Exercise objective: Repeat every record below exactly as written.

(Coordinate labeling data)
****************
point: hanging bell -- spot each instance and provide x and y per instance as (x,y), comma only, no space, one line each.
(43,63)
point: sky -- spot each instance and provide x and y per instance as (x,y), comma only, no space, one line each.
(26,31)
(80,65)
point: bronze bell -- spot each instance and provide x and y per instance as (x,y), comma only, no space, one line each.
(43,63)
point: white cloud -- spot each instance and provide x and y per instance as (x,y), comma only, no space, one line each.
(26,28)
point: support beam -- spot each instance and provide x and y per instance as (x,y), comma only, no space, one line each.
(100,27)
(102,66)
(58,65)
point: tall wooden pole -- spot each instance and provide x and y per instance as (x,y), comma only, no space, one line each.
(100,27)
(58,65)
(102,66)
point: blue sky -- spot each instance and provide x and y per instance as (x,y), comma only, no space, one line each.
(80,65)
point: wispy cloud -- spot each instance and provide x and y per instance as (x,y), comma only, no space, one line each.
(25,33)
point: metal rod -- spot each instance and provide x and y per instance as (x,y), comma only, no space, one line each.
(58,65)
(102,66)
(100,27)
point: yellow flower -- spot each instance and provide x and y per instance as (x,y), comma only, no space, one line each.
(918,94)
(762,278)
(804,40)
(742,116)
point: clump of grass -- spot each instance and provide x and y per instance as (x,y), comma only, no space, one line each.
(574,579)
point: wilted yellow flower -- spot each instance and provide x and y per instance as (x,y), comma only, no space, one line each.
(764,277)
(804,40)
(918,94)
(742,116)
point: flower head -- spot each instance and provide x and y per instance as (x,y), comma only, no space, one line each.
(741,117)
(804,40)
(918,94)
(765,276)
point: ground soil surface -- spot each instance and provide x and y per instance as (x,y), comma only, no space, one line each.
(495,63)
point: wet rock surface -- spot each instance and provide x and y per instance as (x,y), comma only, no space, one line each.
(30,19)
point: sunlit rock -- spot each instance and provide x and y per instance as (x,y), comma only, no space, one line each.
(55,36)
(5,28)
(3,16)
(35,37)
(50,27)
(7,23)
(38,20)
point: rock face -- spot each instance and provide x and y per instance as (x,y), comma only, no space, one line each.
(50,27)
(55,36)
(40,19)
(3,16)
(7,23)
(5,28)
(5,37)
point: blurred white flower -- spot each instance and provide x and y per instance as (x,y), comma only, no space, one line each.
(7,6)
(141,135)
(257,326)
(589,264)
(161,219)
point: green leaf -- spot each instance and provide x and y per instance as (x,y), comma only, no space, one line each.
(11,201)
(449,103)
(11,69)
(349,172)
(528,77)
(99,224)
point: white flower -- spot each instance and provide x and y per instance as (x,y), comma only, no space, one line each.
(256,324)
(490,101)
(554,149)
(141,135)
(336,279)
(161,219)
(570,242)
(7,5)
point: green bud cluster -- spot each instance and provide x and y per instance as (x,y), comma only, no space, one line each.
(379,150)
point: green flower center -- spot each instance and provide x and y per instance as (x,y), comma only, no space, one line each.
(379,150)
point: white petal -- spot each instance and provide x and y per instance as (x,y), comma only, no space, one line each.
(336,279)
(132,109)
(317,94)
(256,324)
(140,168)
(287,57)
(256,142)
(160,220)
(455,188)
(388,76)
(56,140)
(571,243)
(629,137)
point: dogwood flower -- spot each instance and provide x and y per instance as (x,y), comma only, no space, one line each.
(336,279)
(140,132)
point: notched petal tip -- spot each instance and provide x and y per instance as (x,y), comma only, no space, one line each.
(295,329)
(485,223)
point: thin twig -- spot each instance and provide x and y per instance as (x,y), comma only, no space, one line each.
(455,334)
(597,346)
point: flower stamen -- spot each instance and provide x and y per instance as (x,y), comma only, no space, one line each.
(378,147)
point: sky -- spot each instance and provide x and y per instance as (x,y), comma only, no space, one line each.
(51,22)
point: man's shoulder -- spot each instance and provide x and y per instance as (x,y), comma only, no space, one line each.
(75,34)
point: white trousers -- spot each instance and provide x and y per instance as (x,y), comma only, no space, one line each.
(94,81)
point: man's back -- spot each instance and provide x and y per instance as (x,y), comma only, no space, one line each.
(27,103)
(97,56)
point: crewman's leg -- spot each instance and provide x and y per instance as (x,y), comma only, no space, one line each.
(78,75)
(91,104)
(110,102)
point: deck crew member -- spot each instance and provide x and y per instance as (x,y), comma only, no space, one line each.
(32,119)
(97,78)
****************
Exercise solution:
point: hanging bell -- spot each instance and provide x and y per instance as (x,y), comma only, no space, one line each.
(43,63)
point: sky -- spot each instance and provide x and y per instance as (x,y), comma only, no space, one line each.
(26,31)
(80,65)
point: bronze bell -- spot each instance and provide x and y per instance as (x,y), comma only, no space, one line each.
(43,63)
point: white cloud -- spot each instance and provide x and y per instance as (x,y), comma only, no space, one line each.
(26,28)
point: support beam -- spot each instance and provide x and y per instance as (x,y), comma only, no space, one line each.
(100,27)
(102,66)
(58,65)
point: tall wooden pole -- spot each instance and provide x and y per instance as (x,y), comma only, no space, one line each.
(100,27)
(58,65)
(102,66)
point: blue sky -- spot each instance and provide x and y per instance as (x,y), comma only, no space, one line each.
(80,65)
point: wispy cloud -- spot each instance and provide x and y per instance as (x,y), comma only, no space, one line each.
(25,33)
point: metal rod -- spot each instance and provide x and y per instance as (x,y), comma only, no space, one line each.
(58,65)
(102,66)
(100,27)
point: yellow flower -- spot each instance and provide x and y per instance as (x,y), comma only, no space, one line each.
(918,94)
(762,278)
(804,40)
(742,116)
point: clump of grass -- spot each instance and provide x and y per instance as (x,y), comma only, no space, one line each.
(574,579)
point: wilted yellow flower -- spot each instance and provide x and y per instance as (x,y), comma only, no space, one line each.
(764,277)
(804,40)
(918,94)
(742,116)
point: flower head -- spot each instance and provide x and y per instance as (x,y), comma only, no space, one line each.
(741,117)
(804,40)
(918,94)
(765,276)
point: ground soil surface -- spot each instance and provide x and y per instance as (x,y), comma only, no space, one line each.
(495,63)
point: wet rock surface -- spot each instance and provide x and y per instance as (x,y), comma only, no space, one line each.
(30,19)
point: sunlit rock -- spot each instance and provide x and y per instance as (x,y), comma only, no space, one line each.
(55,36)
(5,28)
(3,16)
(35,37)
(50,27)
(7,23)
(38,20)
point: rock face -- spot each instance and provide x and y per instance as (x,y), comma only, no space, one line each.
(50,27)
(55,36)
(40,19)
(3,16)
(7,23)
(5,28)
(5,37)
point: blurred white flower -- spot each instance and provide x and y per instance as (x,y), comma only, no space, one line each.
(7,6)
(141,135)
(257,326)
(589,264)
(161,219)
point: green leaf -- spot each instance and provide x and y per instance as (x,y), comma only, no space, one line each.
(11,201)
(449,103)
(11,69)
(349,172)
(528,77)
(99,224)
point: white flower -- spot each instance and provide x and y per instance as (x,y), comma only, no space, one line each.
(256,324)
(490,101)
(554,149)
(141,135)
(336,279)
(161,219)
(570,242)
(7,5)
point: green bud cluster -- spot each instance and provide x and y per instance as (x,y), comma only, no space, one line each.
(379,150)
point: green flower center -- spot each instance and provide x and y per instance as (x,y), comma only, no space, one line each.
(379,150)
point: white petal -- spot each instance and provide x and y per instance as (x,y), comma only, no space, one line each.
(336,279)
(132,109)
(317,94)
(256,324)
(140,168)
(287,57)
(256,142)
(160,220)
(455,188)
(388,76)
(56,140)
(571,243)
(629,137)
point: dogwood flower -- spot each instance and provide x and y per instance as (x,y), comma only, no space, one line each.
(336,279)
(140,132)
point: notched petal tip -- spot each instance and provide x and y per instance as (x,y), comma only, no space, one line each.
(295,329)
(485,223)
point: thin twig -- spot each instance and provide x and y per instance as (x,y), comma only, no space, one line each.
(455,334)
(597,346)
point: flower stamen -- spot each instance and provide x and y per instance as (x,y), comma only, no space, one line each.
(378,147)
point: sky -- spot each instance and provide x and y per instance as (x,y), comma only, no space, one line each.
(51,22)
point: man's shoulder -- spot each instance and provide x and y per instance as (x,y), comma only, no space, one line each.
(75,34)
point: white trousers -- spot each instance and provide x and y per instance as (x,y), comma only, no space, one line each.
(94,81)
point: man's back -- spot each instance and provide x and y per instance as (x,y), comma only, no space, one line each.
(27,103)
(97,56)
point: crewman's leg -- spot each instance and provide x and y per instance as (x,y), comma only, no space, one line each.
(78,75)
(91,104)
(110,102)
point: deck crew member -- spot each instance and provide x and y per instance as (x,y), comma only, no space, one line each.
(32,119)
(97,78)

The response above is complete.